Stored items:
◆ ◆ ◆ ◆ ◆ ◆ ◆
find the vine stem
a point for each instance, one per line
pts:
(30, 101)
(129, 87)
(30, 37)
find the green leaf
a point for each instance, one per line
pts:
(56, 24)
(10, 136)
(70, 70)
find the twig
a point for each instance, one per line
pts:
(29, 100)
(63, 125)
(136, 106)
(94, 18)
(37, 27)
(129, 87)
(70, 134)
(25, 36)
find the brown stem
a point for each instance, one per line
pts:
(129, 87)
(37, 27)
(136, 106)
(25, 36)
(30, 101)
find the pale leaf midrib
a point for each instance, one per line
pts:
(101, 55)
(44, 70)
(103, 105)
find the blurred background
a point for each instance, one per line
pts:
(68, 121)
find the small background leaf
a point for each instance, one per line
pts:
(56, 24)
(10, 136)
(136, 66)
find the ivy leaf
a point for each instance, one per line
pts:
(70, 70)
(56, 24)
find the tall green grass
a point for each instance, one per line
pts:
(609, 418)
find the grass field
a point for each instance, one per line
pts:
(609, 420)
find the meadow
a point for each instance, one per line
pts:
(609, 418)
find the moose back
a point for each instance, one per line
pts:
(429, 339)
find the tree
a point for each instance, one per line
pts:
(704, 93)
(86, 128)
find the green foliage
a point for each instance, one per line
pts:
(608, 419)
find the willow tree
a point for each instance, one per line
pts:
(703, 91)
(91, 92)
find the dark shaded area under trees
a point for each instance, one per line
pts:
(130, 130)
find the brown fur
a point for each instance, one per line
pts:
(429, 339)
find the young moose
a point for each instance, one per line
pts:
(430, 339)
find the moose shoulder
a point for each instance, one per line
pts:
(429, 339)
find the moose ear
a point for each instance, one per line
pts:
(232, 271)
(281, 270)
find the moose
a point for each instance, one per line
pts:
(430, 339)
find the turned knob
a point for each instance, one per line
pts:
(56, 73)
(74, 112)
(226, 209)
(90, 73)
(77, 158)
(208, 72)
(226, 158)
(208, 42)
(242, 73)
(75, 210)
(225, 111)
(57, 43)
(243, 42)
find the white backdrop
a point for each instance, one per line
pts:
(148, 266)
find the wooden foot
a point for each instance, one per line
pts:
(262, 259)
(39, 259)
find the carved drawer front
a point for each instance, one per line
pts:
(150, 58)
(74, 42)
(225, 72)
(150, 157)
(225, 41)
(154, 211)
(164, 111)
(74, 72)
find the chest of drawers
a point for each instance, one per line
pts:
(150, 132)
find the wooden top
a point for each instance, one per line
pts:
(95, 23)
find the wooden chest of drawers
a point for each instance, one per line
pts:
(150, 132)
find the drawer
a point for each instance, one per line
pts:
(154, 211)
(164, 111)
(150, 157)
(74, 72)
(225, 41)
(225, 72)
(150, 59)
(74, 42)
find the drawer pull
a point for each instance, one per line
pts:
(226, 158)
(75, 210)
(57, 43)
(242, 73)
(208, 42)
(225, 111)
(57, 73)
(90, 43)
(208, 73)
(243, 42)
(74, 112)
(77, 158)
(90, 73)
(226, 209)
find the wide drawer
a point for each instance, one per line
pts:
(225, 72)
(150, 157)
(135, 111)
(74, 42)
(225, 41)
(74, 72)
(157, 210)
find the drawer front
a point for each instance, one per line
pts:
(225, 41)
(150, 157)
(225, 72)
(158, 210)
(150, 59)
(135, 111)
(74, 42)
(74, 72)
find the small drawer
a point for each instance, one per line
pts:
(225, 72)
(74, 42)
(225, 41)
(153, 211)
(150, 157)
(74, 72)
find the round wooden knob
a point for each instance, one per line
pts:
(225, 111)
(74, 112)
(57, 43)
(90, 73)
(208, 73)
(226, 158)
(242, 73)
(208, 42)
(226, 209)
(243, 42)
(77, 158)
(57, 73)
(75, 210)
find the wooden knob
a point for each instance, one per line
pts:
◆ ◆ ◆ ◆ ◆ ◆ ◆
TASK PROMPT = Rewrite the records from the line containing "find the round wooden knob" through the end, swapping "wooden knob" for "wooden handle" and leaving everything else unchanged.

OUTPUT =
find the round wooden handle
a point for each instance, one per line
pts:
(225, 111)
(74, 112)
(57, 43)
(90, 73)
(208, 73)
(226, 158)
(242, 73)
(208, 42)
(226, 209)
(243, 42)
(77, 158)
(57, 73)
(75, 210)
find the wooden handle
a point for each instance, one per line
pts:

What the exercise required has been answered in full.